### TASKS TO CARRY OUT
- 1) In the forum thread about the fork retrofit, what weight does the first post estimate for the 66 SL once the RC3 cartridge is installed?
- 2) Copy the forum thread about the fork retrofit word for word, from "I put the rc3" to "setting is OK).".
::: TEXT PASSAGE
Get the 66 SL, throw in some freash oil and grease on the seals, call Marzocchi to buy a RC3 Cart, then retro fit it into the SL buy following the guide in my signature.

Weight will be about 2.55kg, and will FAR out perform a float R, the extra weight willl be negated by performance gains, and the 66 will be more durable as well


----------



## ifouiripilay (Nov 11, 2005)

I put the rc3 cart on my 06 66 eta light and it been riding better than ever. I followed Nicks tutorial, simple just like an oil change. Thanks for giving me the idea.


----------



## clydecrash (Apr 1, 2005)

Wow! This looks interesting. I have a 2006 66 Light ETA that I pulled out of the closet, and reinstalled on my Nomad. Unfortunately, the compression screw broke (found out this is not uncommon). I will definitely consider the RC3 if I decide to replace the cartridge (I am not a constant adjustment person, so I will see if the current setting is OK).

So, thanks Nick for the tutorial. And thanks ifouiripilay for letting us know it works specifically for the Light ETA.


----------



## SHIVER ME TIMBERS (Jan 12, 2004)
::::::
::: ENTRIES PROVIDED
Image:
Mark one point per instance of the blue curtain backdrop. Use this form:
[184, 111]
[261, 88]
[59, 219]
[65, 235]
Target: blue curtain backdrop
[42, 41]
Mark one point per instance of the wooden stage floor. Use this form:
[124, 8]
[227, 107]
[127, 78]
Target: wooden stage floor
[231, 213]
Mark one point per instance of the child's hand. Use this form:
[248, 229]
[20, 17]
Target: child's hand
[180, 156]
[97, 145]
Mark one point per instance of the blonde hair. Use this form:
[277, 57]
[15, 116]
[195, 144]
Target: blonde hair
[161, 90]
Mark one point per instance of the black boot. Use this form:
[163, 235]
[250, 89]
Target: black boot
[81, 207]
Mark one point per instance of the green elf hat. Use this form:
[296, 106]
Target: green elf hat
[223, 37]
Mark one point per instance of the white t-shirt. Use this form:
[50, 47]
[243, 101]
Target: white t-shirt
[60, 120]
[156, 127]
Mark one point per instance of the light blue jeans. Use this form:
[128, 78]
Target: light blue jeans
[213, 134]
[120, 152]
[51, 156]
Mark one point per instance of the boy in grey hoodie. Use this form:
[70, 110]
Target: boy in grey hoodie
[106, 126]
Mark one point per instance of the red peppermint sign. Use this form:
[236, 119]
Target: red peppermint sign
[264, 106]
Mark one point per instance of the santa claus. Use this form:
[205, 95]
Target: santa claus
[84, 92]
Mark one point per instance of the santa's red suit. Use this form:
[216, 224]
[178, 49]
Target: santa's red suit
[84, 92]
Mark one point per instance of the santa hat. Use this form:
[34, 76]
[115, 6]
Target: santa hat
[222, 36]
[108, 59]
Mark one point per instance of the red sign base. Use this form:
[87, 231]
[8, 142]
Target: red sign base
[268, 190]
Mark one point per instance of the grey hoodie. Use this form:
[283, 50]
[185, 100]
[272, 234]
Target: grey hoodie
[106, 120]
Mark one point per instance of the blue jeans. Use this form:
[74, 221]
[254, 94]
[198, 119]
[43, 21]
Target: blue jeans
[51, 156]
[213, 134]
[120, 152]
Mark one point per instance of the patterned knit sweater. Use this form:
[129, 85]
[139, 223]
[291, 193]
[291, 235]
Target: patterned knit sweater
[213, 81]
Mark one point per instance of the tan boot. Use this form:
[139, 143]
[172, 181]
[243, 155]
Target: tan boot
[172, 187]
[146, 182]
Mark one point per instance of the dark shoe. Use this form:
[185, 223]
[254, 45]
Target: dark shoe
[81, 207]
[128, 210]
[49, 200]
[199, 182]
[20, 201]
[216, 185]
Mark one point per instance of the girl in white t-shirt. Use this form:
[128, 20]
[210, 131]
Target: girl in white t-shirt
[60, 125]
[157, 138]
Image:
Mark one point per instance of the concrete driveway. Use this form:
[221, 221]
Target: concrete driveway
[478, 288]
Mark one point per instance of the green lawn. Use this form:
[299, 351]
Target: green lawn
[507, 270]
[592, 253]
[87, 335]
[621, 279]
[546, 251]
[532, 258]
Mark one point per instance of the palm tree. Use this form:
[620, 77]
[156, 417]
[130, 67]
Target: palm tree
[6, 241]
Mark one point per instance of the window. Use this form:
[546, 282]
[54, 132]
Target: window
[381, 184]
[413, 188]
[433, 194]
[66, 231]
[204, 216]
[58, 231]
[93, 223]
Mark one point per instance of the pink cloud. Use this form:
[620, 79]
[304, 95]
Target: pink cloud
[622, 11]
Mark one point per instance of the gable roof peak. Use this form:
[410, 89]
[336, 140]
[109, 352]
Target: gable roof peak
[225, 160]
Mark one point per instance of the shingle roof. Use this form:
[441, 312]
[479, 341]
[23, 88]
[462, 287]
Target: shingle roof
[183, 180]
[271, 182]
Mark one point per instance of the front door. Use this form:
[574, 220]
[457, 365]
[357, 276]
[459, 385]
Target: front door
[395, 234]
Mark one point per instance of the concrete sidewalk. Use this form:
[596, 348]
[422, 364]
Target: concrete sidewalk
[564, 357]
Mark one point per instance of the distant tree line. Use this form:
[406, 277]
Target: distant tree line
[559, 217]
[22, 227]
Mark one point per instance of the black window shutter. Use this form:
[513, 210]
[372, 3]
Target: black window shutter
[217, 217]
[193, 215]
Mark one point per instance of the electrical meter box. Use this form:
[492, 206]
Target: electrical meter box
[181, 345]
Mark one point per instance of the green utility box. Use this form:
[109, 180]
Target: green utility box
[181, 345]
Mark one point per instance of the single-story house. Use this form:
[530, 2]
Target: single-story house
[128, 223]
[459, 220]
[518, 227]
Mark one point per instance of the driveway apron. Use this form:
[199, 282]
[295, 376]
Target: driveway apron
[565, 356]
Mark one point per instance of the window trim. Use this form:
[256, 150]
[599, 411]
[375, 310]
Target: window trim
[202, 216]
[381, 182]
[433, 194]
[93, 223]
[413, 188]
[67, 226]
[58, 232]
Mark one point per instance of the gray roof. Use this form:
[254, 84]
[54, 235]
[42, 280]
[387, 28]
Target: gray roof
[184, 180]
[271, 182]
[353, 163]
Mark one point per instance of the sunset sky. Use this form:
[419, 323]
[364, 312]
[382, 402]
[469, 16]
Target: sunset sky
::::::
### COMPLETED EXERCISE
- 1) About 2.55kg.

- 2)
I put the rc3 cart on my 06 66 eta light and it been riding better than ever. I followed Nicks tutorial, simple just like an oil change. Thanks for giving me the idea.


----------



## clydecrash (Apr 1, 2005)

Wow! This looks interesting. I have a 2006 66 Light ETA that I pulled out of the closet, and reinstalled on my Nomad. Unfortunately, the compression screw broke (found out this is not uncommon). I will definitely consider the RC3 if I decide to replace the cartridge (I am not a constant adjustment person, so I will see if the current setting is OK).